WHAT IS NEEDED >> Copy every line of the data, starting with the line containing "[spot] the concrete utility" and going on through the end of the data, and shift each x and y coordinate by adding 45 to it.

MATERIAL >>
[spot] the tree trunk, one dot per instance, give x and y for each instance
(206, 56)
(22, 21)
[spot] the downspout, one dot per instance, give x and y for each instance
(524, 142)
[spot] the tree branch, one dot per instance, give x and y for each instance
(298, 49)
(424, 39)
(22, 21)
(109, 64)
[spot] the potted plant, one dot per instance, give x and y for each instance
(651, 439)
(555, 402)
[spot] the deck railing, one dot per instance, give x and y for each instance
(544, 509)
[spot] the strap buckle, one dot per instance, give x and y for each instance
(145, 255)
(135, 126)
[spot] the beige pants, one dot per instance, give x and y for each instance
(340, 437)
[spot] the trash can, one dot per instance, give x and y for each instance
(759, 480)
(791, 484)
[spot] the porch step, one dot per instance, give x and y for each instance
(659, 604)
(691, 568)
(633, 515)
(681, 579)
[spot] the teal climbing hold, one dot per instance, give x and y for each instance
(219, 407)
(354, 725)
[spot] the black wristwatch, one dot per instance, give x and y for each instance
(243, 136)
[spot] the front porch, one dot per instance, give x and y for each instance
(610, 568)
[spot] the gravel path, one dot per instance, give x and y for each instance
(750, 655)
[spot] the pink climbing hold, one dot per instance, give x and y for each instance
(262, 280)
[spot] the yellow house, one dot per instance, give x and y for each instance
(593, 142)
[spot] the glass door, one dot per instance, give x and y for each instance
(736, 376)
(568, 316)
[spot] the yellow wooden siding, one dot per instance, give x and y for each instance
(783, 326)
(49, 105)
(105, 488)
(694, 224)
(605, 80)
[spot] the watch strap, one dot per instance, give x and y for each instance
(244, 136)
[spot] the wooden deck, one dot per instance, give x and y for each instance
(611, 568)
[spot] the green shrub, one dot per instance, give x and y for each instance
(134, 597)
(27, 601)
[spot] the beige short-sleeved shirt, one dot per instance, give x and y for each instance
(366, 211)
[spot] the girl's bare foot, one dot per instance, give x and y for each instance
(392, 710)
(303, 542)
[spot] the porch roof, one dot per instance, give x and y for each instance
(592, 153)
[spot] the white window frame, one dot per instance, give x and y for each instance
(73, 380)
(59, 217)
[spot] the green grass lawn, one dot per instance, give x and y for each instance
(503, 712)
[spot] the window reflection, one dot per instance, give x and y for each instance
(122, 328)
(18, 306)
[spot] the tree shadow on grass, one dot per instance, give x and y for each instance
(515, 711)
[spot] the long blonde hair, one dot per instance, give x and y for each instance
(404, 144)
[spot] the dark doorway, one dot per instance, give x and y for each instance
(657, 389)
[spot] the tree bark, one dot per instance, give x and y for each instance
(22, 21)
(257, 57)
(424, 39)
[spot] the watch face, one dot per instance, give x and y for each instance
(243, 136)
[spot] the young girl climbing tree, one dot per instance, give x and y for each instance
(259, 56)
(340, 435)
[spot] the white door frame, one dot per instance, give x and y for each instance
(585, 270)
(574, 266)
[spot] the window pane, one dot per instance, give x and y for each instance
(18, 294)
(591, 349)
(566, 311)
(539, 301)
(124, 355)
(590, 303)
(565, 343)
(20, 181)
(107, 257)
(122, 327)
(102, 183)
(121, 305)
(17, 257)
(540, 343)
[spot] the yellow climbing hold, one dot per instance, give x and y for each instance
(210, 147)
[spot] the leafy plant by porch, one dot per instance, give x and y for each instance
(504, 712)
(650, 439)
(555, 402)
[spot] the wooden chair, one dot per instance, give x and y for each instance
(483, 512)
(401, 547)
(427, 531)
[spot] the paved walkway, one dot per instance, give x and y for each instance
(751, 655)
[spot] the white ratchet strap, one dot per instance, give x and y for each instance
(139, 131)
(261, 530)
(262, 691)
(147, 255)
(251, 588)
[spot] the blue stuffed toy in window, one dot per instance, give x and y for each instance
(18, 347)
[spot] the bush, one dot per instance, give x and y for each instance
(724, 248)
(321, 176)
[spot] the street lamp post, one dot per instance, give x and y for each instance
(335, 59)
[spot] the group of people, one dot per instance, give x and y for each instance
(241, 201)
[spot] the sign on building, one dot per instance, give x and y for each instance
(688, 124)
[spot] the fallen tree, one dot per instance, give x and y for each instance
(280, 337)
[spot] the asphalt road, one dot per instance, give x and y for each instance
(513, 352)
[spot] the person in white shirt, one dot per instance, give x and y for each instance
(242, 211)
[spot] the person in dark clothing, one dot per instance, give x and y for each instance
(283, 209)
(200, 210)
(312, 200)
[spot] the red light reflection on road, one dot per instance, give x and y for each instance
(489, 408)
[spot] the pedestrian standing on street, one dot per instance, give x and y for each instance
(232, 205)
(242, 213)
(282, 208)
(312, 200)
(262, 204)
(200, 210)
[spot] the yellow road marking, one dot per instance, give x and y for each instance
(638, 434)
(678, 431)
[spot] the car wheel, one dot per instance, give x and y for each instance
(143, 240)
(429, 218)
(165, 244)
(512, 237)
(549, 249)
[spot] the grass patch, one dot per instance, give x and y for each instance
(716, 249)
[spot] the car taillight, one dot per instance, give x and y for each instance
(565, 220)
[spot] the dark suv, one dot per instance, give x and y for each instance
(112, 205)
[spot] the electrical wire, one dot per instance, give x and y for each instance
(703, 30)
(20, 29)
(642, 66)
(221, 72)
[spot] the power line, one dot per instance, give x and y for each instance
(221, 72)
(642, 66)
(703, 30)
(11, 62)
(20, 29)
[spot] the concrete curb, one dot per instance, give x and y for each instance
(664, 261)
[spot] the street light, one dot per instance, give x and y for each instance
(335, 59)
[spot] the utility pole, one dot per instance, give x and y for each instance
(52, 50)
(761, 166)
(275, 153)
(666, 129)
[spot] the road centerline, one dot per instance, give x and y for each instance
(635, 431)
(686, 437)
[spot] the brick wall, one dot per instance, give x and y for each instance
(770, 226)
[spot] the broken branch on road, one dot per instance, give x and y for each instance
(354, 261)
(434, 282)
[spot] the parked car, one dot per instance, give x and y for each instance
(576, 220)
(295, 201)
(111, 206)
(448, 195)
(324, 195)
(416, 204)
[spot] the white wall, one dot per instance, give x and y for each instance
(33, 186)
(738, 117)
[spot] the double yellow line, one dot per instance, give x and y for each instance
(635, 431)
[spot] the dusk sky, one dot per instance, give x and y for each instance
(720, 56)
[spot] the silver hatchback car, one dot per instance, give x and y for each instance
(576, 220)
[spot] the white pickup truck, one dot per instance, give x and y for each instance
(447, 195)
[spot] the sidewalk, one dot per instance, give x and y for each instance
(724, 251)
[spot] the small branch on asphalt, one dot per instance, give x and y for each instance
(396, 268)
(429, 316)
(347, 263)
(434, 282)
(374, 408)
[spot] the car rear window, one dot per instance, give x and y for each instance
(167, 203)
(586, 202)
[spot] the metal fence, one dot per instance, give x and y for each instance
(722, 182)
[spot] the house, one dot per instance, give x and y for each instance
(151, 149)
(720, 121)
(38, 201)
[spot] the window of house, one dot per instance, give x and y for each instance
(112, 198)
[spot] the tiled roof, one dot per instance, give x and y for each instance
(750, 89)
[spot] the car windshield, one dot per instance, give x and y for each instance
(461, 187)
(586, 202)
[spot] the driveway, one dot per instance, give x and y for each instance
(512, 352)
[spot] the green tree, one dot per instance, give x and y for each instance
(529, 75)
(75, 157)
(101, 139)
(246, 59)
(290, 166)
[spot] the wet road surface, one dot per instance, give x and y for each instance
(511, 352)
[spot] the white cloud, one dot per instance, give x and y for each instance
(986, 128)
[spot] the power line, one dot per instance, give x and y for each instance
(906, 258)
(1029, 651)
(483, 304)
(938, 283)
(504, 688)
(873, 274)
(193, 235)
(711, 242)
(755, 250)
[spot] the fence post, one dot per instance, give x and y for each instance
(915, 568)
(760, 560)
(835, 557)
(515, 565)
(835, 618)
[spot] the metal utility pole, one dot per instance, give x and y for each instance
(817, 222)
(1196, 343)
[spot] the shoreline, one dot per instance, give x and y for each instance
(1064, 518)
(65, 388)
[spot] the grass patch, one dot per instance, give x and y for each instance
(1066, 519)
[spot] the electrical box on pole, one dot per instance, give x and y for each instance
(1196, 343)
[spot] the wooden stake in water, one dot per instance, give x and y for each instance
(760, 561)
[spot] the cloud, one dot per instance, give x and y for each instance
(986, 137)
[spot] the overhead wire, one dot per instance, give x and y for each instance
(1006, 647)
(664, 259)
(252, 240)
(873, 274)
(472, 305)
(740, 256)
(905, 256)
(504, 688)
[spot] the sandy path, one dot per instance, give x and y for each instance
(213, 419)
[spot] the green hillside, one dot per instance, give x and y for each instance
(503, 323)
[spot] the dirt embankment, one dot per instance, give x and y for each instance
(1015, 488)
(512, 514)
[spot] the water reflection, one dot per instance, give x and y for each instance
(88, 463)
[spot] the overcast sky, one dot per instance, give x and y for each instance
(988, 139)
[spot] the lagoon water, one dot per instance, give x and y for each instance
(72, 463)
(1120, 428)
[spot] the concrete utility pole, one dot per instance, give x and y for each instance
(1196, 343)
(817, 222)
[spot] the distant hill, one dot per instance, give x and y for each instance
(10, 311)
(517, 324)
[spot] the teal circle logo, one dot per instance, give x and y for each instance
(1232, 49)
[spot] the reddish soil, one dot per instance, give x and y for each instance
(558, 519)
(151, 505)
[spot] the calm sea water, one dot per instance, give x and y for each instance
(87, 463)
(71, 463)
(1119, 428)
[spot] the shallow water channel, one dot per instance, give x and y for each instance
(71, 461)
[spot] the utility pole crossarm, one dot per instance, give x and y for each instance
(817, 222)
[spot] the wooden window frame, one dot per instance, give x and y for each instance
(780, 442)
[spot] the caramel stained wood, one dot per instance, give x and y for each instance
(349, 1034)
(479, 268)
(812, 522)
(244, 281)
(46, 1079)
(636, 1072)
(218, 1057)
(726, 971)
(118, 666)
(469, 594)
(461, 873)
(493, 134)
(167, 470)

THE OUTPUT >>
[spot] the concrete utility pole, one dot per instance, give x and y for each instance
(1241, 388)
(862, 267)
[spot] the distant hill, one dot per instance, give x and y for each instance
(55, 356)
(562, 369)
[spot] the teal circle logo, one dot per instance, give x and y for each instance
(1277, 94)
[spot] the reddish soil, one dot per instance, give x and y for each instance
(603, 564)
(196, 550)
[spot] the calm sea water, one dot per instance, give x and y for each instance
(132, 508)
(116, 508)
(1164, 473)
[spot] the shallow water channel, one dot per instance, give x and y for each instance
(116, 506)
[spot] the utility pole crossarm, one dot per instance, give x and y for each instance
(862, 267)
[spot] the wooden window frame, one dot per instance, give x and y for each instance
(825, 487)
[spot] the caramel stained wood, one dot per instance, give x and y for each instance
(394, 1079)
(524, 313)
(857, 567)
(289, 326)
(91, 1124)
(681, 1117)
(263, 1102)
(771, 1016)
(163, 711)
(514, 639)
(506, 918)
(538, 179)
(212, 515)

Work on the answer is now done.